### GIVEN REQUEST
Shift every answer point in the records below by adding 134 to both of its coordinates. Write out all the lines of the records again, including the requests, with only the answer coordinates changed.

** START OF SOURCE DATA **

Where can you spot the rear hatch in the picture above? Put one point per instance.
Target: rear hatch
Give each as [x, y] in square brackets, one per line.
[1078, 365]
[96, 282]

** END OF SOURCE DATA **

### WRITTEN REPLY
Where can you spot the rear hatch in the picture above? Put one point per instance.
Target: rear hatch
Give each as [x, y] in square brackets, one per line.
[1212, 499]
[230, 416]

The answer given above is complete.